▶ **Activity**:
Start at the line below containing "output | one point per instance, like (214,97)" and stop at the line containing "output | one point per instance, like (363,136)". Repeat every line of that stretch exactly, and nothing outside it.

___ The data

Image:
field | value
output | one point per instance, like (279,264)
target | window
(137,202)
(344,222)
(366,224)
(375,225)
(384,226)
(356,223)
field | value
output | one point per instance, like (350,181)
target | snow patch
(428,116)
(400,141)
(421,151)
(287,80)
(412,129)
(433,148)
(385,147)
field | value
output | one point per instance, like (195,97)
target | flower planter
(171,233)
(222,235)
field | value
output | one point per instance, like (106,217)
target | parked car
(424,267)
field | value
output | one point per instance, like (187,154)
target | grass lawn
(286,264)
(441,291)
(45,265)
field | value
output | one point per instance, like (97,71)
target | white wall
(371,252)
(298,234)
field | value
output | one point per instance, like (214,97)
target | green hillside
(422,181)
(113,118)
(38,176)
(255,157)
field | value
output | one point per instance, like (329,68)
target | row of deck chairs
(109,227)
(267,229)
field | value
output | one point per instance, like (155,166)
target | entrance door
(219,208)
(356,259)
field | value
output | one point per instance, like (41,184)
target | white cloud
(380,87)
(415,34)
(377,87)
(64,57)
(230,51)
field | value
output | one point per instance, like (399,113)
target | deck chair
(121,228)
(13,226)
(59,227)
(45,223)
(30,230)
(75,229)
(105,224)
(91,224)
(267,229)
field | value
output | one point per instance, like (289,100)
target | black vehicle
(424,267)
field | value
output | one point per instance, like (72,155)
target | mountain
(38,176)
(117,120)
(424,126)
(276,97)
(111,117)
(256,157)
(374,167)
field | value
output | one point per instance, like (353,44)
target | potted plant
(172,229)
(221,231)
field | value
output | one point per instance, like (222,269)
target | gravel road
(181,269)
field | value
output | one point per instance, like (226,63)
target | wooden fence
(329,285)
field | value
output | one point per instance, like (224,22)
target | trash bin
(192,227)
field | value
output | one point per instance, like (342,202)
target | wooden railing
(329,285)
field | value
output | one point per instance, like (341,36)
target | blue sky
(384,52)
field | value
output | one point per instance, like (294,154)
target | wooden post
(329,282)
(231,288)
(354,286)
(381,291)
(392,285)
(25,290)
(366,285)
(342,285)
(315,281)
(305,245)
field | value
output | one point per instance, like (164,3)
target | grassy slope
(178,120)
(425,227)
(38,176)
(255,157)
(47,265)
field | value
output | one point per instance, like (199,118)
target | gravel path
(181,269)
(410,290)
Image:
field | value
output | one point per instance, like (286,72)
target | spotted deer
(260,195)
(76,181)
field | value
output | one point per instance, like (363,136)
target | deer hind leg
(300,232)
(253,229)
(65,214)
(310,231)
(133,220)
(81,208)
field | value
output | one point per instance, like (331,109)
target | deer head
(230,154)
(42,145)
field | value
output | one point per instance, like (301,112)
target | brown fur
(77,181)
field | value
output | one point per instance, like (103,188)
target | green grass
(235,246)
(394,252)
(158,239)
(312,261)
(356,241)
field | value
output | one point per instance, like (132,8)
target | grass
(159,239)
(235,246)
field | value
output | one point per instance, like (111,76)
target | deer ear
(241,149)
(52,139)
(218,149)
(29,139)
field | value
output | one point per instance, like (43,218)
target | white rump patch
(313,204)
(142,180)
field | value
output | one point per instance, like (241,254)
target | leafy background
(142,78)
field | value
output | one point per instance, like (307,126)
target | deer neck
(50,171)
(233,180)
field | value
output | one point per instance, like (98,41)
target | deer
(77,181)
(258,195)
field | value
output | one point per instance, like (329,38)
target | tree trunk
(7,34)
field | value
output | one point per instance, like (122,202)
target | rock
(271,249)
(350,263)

______
___ The data

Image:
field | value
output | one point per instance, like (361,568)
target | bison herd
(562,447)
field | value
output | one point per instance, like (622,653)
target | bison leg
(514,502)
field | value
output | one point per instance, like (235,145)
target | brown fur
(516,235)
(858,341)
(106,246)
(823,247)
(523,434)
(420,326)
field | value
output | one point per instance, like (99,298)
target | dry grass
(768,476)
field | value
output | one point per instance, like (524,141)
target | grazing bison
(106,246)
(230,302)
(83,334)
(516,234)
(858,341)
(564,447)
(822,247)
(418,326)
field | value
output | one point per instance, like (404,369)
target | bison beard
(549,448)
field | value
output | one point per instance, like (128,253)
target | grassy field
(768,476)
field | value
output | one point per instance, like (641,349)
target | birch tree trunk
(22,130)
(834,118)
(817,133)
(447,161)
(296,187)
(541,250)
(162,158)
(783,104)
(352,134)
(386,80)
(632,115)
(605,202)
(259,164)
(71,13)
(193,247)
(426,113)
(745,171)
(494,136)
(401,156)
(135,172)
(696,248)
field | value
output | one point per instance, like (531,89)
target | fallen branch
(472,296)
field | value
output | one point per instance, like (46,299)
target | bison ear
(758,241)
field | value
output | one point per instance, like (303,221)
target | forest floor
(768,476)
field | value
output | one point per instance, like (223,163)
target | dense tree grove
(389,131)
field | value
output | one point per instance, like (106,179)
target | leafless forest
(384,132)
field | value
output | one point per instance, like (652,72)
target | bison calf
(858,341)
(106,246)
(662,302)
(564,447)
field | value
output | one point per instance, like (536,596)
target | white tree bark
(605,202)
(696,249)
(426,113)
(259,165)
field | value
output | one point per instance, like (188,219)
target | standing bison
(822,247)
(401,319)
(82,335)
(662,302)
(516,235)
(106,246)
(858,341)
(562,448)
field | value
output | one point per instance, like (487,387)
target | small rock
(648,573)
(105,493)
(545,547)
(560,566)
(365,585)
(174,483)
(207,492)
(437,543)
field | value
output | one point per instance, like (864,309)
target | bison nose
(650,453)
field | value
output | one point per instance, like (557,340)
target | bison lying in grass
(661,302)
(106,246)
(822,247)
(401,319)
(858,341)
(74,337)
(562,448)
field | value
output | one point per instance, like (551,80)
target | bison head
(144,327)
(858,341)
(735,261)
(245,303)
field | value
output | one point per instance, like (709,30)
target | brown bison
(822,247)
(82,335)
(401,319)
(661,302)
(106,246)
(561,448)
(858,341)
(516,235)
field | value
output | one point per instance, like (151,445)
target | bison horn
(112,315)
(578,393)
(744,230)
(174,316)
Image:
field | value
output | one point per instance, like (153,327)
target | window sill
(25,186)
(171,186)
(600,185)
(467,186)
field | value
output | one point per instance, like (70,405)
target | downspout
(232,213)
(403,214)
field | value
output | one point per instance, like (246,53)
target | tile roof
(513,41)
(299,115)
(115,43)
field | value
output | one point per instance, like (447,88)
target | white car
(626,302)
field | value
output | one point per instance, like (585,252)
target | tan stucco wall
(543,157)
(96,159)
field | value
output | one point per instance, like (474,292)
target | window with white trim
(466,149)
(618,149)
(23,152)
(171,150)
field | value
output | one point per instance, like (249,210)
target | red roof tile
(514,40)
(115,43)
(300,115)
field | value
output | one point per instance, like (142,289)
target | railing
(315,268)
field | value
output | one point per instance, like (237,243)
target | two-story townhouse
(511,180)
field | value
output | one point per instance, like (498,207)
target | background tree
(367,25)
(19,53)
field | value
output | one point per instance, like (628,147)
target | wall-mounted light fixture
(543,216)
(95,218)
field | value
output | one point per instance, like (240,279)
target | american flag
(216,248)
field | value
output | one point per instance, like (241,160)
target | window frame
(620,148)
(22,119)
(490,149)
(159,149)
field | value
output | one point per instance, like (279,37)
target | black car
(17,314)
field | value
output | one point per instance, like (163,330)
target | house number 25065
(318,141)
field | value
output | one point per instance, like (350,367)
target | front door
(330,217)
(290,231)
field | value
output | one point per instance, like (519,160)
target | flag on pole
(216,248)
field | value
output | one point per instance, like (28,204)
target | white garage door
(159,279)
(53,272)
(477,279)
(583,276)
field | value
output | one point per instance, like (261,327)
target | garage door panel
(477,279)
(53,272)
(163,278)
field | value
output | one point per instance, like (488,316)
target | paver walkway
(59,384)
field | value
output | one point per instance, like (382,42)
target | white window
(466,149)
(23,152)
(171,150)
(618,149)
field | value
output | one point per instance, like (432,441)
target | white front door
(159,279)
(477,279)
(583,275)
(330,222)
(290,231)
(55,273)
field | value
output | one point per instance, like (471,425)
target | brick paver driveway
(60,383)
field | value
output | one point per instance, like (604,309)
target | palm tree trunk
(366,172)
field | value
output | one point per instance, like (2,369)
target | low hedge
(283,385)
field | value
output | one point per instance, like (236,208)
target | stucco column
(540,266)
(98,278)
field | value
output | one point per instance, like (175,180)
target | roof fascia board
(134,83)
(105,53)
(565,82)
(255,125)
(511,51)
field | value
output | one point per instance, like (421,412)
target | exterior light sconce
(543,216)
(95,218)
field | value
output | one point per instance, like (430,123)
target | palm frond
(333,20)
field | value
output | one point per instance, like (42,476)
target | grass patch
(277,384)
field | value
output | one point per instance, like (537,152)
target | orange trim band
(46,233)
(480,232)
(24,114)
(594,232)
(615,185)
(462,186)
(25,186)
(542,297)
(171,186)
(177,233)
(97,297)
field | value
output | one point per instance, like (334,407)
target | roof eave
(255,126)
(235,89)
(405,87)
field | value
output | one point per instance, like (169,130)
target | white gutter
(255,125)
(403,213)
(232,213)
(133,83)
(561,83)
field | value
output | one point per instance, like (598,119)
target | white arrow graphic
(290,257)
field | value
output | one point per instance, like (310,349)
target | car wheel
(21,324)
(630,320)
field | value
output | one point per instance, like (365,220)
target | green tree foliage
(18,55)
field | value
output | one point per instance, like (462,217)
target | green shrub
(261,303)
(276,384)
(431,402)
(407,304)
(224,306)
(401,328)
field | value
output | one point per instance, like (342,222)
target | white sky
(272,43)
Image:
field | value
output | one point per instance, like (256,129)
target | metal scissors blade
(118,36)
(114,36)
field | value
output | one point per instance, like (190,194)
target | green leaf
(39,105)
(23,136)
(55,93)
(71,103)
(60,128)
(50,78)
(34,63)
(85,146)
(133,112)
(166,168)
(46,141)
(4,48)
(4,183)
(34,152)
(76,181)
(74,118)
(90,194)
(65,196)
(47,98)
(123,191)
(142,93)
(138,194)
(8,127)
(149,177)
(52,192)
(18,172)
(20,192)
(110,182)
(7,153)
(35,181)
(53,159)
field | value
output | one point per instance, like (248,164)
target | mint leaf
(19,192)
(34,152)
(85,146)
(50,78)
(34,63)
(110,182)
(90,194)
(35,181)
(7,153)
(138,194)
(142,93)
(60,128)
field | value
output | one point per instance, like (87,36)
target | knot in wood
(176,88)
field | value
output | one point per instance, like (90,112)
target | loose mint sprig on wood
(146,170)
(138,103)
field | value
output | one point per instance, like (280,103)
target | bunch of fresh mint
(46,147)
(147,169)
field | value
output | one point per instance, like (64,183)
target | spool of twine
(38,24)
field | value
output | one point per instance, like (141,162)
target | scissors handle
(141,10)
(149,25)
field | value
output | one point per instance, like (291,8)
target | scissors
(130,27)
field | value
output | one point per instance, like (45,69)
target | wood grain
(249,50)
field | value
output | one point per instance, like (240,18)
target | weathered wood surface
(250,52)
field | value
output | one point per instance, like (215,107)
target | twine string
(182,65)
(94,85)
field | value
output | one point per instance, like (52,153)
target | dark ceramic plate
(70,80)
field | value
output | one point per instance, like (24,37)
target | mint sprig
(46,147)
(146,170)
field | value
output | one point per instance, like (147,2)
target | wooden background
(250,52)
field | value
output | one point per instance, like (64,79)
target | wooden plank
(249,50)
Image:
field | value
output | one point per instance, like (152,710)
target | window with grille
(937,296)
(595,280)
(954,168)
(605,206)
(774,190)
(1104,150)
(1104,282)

______
___ The data

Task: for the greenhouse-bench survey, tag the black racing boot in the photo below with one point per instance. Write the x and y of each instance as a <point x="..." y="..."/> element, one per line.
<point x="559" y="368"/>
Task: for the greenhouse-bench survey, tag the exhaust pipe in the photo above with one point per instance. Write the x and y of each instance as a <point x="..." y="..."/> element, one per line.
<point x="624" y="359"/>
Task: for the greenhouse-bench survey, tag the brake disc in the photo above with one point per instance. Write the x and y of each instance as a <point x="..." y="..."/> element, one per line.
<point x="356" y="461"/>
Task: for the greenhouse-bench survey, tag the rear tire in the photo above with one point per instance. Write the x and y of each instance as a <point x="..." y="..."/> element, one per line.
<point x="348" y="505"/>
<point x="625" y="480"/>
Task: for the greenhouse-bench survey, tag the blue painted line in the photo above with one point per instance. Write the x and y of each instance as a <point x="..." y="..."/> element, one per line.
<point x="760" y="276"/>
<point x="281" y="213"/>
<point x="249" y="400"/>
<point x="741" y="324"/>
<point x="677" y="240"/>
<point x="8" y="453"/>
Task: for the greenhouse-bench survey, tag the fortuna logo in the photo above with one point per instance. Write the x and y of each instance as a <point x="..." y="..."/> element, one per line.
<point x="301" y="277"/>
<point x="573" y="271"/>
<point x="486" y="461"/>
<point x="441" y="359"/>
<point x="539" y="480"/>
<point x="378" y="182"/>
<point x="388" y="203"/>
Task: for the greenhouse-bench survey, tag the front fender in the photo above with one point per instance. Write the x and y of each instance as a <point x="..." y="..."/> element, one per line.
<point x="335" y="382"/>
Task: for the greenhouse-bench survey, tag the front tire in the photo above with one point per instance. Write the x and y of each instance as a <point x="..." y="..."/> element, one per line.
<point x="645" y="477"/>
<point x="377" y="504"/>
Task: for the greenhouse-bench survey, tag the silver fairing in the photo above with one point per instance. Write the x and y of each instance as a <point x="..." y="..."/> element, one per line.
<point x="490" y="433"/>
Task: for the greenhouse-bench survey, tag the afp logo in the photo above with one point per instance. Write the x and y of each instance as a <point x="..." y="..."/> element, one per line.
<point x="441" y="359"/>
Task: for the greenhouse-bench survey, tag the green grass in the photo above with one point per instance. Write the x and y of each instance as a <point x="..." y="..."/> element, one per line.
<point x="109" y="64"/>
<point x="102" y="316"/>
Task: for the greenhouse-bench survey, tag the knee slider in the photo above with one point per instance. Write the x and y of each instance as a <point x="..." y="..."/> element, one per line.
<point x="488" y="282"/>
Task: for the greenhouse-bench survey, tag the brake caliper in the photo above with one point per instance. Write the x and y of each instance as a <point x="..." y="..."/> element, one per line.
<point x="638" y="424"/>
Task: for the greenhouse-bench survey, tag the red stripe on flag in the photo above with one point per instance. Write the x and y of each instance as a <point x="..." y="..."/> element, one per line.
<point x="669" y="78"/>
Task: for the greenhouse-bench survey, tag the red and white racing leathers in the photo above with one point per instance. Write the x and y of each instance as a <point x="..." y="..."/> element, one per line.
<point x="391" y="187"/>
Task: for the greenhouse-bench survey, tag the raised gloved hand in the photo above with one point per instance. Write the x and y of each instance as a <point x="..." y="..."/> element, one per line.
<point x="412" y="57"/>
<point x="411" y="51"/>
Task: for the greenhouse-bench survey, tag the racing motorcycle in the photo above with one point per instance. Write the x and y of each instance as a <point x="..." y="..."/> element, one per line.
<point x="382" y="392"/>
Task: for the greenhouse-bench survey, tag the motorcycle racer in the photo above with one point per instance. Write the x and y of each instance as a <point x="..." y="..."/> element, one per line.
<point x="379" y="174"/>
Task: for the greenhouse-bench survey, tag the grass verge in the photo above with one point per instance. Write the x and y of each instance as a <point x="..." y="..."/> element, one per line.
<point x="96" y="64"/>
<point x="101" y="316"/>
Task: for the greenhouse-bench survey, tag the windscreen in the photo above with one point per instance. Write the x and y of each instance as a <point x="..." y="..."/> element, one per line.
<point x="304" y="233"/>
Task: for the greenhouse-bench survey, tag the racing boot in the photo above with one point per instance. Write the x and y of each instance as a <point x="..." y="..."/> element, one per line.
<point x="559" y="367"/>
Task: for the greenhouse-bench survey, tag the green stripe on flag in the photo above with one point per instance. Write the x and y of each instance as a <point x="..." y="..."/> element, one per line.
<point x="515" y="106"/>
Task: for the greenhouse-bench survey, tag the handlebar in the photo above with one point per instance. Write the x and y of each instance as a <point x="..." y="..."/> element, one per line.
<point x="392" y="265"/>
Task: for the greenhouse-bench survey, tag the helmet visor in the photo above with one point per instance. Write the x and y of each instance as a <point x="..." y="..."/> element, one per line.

______

▶ **Exercise response**:
output | one point per instance, like (214,97)
target | green hillside
(422,181)
(113,118)
(38,176)
(255,157)
field | value
output | one point per instance, like (329,68)
target | row of deck chairs
(109,227)
(267,229)
field | value
output | one point per instance, like (155,166)
target | entrance door
(219,208)
(356,259)
field | value
output | one point per instance, like (41,184)
target | white cloud
(380,87)
(415,34)
(377,87)
(64,57)
(230,51)
field | value
output | one point per instance, like (399,113)
target | deck chair
(121,228)
(13,226)
(59,227)
(45,223)
(30,230)
(75,229)
(105,224)
(91,224)
(267,229)
field | value
output | one point per instance, like (289,100)
target | black vehicle
(424,267)
field | value
output | one point per instance, like (72,155)
target | mountain
(38,176)
(117,120)
(424,126)
(276,97)
(111,117)
(256,157)
(374,167)
field | value
output | one point per instance, like (353,44)
target | potted plant
(172,229)
(221,231)
field | value
output | one point per instance, like (222,269)
target | gravel road
(181,269)
field | value
output | one point per instance, like (226,63)
target | wooden fence
(329,285)
field | value
output | one point per instance, like (224,22)
target | trash bin
(192,227)
field | value
output | one point per instance, like (342,202)
target | wooden railing
(329,285)
field | value
output | one point per instance, like (341,36)
target | blue sky
(384,52)
field | value
output | one point per instance, like (294,154)
target | wooden post
(329,282)
(231,288)
(354,286)
(381,291)
(392,285)
(25,290)
(366,285)
(342,285)
(315,281)
(305,245)
field | value
output | one point per instance, like (164,3)
target | grassy slope
(178,120)
(425,227)
(38,176)
(255,157)
(47,265)
field | value
output | one point per instance, like (199,118)
target | gravel path
(181,269)
(410,290)
Image:
field | value
output | one point per instance, like (286,72)
target | spotted deer
(260,195)
(76,181)
field | value
output | one point per instance, like (363,136)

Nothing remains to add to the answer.